# FRAGMENTO DEL DOCUMENTO

El cuento del tío

Routa Ouarzazate-Zagora, por la mañana. Los viajeros dejaron el Hotel Majestic después de un café avec sucre en la terraza, con las sillas orientadas hacia la calle, a la manera de los marroquíes.
Las cumbres nevadas de la cordillera del Atlas enmarcaban la recta de asfalto y el desierto se anunciaba en los tonos amarronados de las colinas ralas. Pocas palabras. En fin, un día sin sobresaltos, para disfrutar del placer de mirar.
Adormilado por el vaiven del auto, el copiloto estaba a punto de cerrar los ojos, cuando registró una imagen borrosa en el horizonte. Una persona? O dos? Ingresaban en la antesala del Sahara, eso es cierto; pero era demasiado pronto para una alucinación.

A medida que el auto avanzaba, el cuadro se aclaró: había un hombre parado en el medio de la ruta, gesticulando. Un hombre joven, con túnica y turbante, parado junto a un auto, gesticulando hacia el conductor.
“¿Paramos? ¿O mejor no?”, se preguntaban los jóvenes turistas. Pero ya era tarde para dudas: el auto estaba detenido en la banquina y el joven corría en dirección hacia ellos. Eufórico, a juzgar por la imagen que les devolvía el espejo retrovisor.

# ENTRADAS DE DATOS
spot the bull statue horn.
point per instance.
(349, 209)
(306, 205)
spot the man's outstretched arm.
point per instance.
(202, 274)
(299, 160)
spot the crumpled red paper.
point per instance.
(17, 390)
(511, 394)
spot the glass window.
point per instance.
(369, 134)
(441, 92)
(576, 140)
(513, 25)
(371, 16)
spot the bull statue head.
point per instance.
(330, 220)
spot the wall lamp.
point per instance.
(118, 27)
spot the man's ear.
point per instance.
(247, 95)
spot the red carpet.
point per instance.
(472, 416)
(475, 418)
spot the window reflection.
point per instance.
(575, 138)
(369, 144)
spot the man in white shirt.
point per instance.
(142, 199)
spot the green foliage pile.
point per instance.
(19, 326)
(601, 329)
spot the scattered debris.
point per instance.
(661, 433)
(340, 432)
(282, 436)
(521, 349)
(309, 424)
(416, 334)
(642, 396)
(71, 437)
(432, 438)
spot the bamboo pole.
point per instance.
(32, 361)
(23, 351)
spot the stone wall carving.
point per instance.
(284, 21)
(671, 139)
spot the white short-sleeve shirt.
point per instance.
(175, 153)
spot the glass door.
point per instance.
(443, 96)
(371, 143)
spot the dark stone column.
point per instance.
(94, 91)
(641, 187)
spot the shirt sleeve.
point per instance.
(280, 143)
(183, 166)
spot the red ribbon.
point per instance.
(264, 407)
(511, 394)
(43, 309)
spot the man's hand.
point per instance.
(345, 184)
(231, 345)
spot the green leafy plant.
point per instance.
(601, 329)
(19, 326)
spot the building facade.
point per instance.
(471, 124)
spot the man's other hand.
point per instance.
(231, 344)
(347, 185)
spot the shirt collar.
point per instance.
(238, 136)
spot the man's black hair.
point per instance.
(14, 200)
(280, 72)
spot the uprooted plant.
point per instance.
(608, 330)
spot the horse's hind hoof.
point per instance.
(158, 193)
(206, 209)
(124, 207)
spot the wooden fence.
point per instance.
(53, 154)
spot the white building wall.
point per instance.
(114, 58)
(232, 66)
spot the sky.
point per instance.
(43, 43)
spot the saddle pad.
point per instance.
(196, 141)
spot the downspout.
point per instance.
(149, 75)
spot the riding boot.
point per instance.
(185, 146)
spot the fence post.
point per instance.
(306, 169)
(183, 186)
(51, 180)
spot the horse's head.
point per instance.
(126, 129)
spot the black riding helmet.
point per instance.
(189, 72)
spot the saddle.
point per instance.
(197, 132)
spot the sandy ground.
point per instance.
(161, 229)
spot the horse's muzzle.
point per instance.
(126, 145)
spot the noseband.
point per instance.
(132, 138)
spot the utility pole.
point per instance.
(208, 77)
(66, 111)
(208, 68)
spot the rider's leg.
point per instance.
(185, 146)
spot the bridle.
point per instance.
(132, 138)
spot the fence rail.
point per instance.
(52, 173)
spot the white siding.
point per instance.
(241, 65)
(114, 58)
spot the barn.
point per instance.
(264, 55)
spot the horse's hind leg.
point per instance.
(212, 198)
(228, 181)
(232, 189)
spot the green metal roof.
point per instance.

# INDICACIONES
(1) Repite tal cual el trozo del cuento que empieza con las palabras que contienen "Routa Ouarzazate-Zagora, por" y termina con "para una alucinación.".
(2) Haz una lista con todos los nombres propios de lugares que salen en el cuento.

# RESPUESTAS POR TAREA
(1)
Routa Ouarzazate-Zagora, por la mañana. Los viajeros dejaron el Hotel Majestic después de un café avec sucre en la terraza, con las sillas orientadas hacia la calle, a la manera de los marroquíes.
Las cumbres nevadas de la cordillera del Atlas enmarcaban la recta de asfalto y el desierto se anunciaba en los tonos amarronados de las colinas ralas. Pocas palabras. En fin, un día sin sobresaltos, para disfrutar del placer de mirar.
Adormilado por el vaiven del auto, el copiloto estaba a punto de cerrar los ojos, cuando registró una imagen borrosa en el horizonte. Una persona? O dos? Ingresaban en la antesala del Sahara, eso es cierto; pero era demasiado pronto para una alucinación.

(2)
- Ouarzazate
- Zagora
- Hotel Majestic
- cordillera del Atlas
- Sahara